▶ Objective: Copy, word for word, the lines of the listing below between the line that contains "For the evaluation set, point out every instance of the clear" and the line that contains "point(65, 61)", including both of those lines.

(Data records)
— BEGIN —
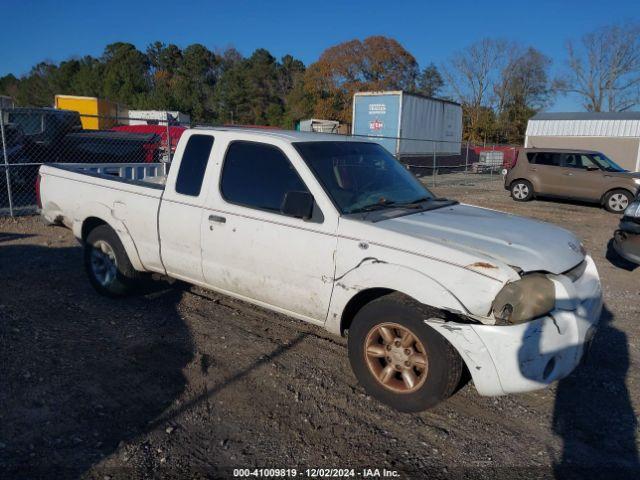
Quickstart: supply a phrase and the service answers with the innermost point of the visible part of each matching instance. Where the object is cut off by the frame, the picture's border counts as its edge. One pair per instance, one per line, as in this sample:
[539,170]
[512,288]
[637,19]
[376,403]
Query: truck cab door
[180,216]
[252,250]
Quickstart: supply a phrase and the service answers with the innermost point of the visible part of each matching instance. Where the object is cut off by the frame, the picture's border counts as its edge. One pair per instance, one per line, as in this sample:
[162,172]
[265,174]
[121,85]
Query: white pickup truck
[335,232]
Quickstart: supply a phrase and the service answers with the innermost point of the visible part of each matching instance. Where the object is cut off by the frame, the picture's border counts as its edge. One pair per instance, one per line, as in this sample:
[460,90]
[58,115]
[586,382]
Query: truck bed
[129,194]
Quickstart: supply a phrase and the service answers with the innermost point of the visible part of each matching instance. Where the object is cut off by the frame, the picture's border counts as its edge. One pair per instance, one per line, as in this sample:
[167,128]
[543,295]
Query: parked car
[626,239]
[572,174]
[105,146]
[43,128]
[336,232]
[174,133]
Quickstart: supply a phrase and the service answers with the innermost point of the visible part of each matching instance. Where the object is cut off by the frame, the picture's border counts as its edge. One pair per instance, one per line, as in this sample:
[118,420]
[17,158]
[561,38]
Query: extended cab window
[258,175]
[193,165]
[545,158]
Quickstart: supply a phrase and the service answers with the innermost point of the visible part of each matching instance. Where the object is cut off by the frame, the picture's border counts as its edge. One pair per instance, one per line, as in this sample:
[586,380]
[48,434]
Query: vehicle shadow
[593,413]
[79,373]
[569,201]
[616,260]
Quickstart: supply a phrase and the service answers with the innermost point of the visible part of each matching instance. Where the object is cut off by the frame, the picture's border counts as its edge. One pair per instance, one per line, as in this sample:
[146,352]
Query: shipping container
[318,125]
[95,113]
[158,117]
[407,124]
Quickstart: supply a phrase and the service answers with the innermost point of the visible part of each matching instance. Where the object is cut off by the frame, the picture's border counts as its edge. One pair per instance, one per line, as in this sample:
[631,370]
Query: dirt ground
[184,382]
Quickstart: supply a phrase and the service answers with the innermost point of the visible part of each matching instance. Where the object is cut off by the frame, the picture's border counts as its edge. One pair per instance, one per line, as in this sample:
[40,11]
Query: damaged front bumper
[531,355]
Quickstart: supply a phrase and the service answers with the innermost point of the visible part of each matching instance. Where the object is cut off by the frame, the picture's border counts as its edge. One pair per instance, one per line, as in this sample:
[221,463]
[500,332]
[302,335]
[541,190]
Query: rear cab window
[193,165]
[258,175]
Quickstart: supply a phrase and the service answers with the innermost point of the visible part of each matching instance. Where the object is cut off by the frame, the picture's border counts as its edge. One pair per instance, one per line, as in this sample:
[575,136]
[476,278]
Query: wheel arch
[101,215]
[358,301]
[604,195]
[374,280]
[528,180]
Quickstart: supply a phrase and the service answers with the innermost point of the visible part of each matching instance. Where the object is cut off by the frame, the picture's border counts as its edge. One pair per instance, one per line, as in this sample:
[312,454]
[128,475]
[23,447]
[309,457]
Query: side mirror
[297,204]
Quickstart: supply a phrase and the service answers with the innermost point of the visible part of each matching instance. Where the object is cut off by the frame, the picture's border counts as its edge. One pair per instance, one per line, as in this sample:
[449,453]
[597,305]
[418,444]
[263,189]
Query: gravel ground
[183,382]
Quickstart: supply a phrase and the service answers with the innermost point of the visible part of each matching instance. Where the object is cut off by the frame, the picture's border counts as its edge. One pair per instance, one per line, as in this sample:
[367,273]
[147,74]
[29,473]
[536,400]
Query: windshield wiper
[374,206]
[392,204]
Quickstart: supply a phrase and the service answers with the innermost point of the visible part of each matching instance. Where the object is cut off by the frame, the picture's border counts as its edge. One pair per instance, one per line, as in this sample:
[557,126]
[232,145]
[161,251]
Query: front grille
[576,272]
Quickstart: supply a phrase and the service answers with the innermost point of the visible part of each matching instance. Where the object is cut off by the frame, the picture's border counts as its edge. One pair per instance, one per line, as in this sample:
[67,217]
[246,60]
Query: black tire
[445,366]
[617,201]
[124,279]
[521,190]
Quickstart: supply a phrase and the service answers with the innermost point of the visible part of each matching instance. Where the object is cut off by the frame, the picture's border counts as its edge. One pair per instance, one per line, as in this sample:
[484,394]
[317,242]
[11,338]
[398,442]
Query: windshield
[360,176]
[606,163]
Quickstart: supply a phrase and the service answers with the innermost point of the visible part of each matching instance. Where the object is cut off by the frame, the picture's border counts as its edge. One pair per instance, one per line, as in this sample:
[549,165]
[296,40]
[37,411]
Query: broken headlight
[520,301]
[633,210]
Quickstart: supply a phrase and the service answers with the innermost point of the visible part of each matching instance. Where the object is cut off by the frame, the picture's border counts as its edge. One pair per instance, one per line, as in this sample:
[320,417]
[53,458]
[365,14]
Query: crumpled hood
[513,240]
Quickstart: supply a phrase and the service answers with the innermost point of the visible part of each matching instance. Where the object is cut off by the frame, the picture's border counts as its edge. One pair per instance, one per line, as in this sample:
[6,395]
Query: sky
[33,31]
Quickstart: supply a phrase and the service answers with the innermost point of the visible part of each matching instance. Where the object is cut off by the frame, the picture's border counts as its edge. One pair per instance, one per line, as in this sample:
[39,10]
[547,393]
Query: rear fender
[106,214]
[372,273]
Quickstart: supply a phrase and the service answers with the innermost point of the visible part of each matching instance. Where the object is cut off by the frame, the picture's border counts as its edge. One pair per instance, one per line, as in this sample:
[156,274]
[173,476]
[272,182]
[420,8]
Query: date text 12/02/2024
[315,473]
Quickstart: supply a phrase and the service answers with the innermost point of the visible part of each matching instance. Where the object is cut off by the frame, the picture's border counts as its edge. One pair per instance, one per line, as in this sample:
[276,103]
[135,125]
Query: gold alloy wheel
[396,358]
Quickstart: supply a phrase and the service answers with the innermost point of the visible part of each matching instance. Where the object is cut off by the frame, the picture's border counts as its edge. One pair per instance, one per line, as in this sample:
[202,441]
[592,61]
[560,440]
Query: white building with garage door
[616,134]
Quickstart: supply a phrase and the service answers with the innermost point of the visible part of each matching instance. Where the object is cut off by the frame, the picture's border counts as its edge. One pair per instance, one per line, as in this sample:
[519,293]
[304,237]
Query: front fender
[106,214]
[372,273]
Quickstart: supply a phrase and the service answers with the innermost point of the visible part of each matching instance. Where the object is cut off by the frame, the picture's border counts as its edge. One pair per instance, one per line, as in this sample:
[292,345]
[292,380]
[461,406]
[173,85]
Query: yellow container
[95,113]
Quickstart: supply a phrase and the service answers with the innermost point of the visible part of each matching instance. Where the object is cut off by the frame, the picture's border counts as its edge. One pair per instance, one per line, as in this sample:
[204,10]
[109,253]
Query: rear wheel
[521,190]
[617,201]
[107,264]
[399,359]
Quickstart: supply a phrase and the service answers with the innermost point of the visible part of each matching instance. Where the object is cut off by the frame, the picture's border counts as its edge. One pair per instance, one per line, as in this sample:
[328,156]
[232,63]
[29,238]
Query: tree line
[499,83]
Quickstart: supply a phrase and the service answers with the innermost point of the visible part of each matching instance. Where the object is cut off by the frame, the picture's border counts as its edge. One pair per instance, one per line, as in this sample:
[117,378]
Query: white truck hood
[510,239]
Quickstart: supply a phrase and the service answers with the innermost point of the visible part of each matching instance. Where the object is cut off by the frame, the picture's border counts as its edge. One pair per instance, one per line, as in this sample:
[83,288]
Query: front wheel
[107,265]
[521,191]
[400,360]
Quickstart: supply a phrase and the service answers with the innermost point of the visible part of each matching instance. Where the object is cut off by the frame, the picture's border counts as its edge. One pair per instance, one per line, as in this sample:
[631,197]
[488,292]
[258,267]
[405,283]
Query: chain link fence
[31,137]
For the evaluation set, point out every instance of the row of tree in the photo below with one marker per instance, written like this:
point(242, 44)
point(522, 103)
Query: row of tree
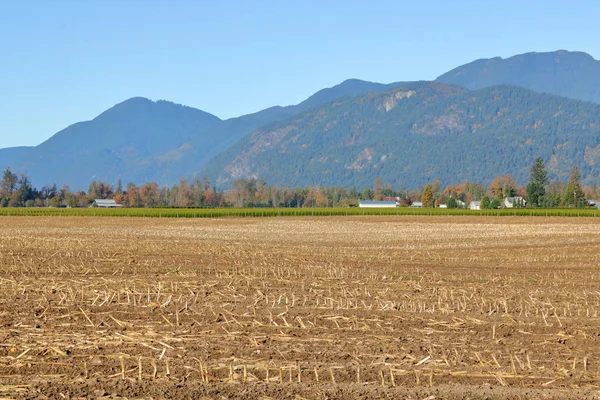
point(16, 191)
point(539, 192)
— END —
— BEGIN —
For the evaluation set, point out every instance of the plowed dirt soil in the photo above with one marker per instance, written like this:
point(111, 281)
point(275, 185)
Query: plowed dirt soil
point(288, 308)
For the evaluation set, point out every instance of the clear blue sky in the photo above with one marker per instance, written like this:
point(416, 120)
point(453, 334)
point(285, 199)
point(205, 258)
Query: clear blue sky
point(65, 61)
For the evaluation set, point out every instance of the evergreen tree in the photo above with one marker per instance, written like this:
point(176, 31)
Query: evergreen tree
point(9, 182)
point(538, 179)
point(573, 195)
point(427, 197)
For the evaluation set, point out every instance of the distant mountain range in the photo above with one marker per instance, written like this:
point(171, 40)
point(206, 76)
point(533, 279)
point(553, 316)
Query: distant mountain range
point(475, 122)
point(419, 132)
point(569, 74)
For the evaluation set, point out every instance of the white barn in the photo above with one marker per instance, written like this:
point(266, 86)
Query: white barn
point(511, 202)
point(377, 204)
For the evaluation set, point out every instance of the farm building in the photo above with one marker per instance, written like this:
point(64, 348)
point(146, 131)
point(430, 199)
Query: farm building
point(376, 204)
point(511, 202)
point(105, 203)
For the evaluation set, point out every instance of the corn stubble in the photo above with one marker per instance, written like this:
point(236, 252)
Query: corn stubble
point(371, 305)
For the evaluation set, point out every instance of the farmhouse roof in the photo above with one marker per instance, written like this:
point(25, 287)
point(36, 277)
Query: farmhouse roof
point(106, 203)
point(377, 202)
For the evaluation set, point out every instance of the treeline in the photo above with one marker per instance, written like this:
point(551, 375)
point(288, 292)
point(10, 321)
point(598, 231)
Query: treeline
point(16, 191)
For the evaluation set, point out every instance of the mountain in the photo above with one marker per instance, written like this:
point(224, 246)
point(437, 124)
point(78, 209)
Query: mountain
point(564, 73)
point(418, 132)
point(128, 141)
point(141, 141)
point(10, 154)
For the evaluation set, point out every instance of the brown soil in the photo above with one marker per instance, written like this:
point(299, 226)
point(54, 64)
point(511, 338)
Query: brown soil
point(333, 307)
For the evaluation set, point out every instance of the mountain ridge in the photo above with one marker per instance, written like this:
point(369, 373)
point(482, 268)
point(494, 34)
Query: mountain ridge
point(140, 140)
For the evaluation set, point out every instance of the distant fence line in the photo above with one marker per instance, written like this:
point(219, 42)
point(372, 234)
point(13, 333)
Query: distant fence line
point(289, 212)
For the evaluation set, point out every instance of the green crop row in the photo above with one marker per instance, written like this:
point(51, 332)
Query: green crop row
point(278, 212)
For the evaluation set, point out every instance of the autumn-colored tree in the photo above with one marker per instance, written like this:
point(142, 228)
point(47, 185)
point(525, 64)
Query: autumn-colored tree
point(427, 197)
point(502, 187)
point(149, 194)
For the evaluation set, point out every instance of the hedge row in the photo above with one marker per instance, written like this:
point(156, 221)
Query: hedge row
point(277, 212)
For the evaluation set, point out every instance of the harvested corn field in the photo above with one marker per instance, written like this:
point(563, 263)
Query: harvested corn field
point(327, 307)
— END —
▶ Response:
For the evaluation set, point out every instance of the clear blue sky in the photo above with one marker per instance, written like this:
point(416, 120)
point(453, 334)
point(285, 199)
point(205, 258)
Query: clear blue sky
point(65, 61)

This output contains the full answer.